## Begin Material supplied
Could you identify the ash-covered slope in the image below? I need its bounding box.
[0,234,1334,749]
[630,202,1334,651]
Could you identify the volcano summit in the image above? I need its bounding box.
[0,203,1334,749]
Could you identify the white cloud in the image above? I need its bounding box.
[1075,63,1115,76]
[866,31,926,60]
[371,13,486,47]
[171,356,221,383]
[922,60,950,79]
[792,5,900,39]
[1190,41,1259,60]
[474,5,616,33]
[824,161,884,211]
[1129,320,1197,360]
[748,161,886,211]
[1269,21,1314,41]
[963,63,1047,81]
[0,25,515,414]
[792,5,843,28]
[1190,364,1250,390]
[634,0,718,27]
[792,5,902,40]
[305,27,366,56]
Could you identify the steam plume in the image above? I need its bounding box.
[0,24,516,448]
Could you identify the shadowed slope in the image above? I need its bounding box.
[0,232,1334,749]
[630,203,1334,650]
## End Material supplied
## Begin Material supplied
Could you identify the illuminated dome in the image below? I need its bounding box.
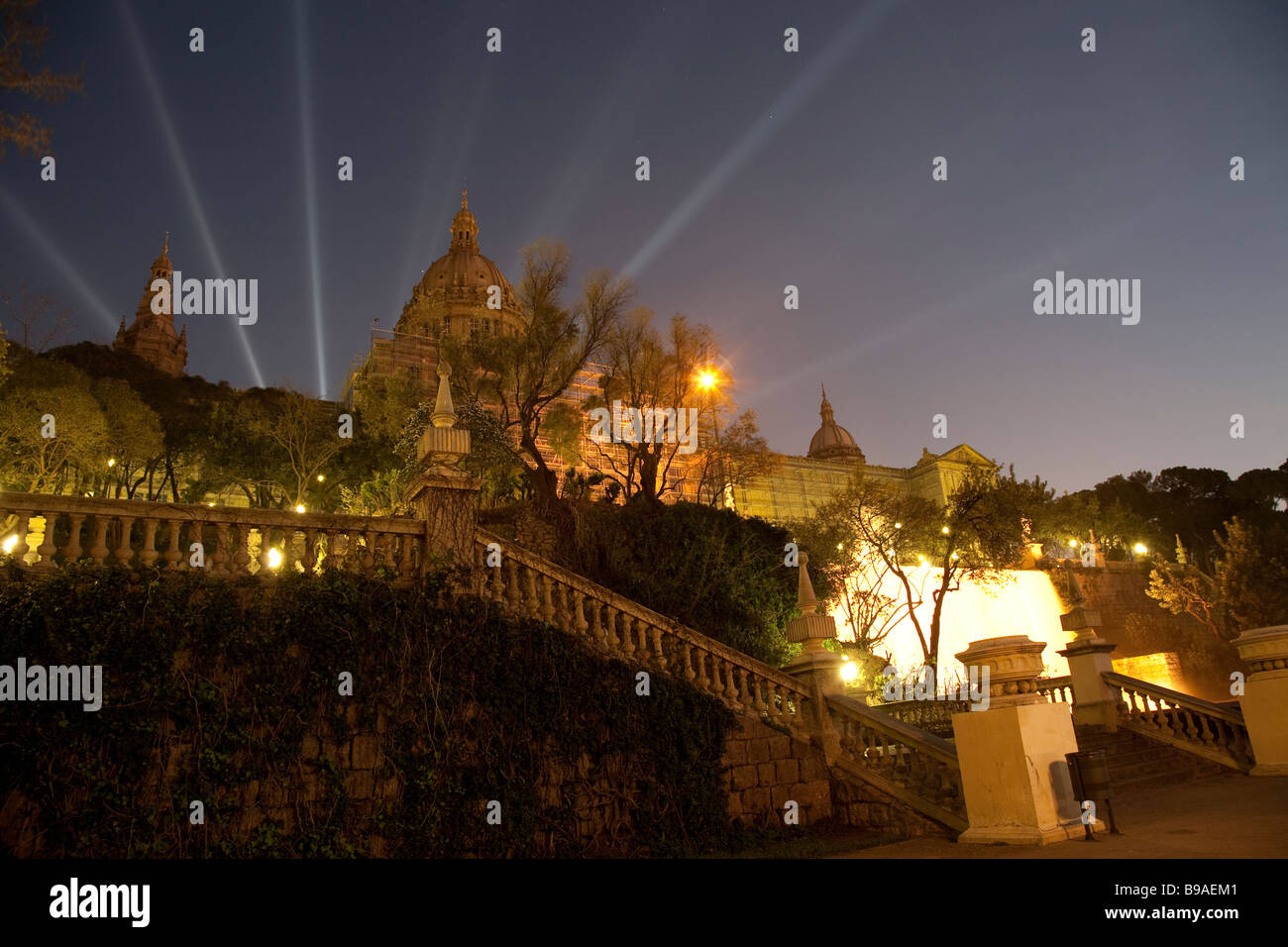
## End Material supplied
- _Task brief_
Copy everything from the line containing "Could you identify the ash-covered" down to the line containing "[0,203,1334,749]", substituting "crater rim" for "volcano summit" and leaving the rest unchanged.

- _Answer to this problem_
Could you identify the ash-covered slope in the image below? I need its bounding box.
[0,234,1334,749]
[630,202,1334,651]
Could you identify the crater rim in the image above? I need its bounding box.
[0,203,1334,749]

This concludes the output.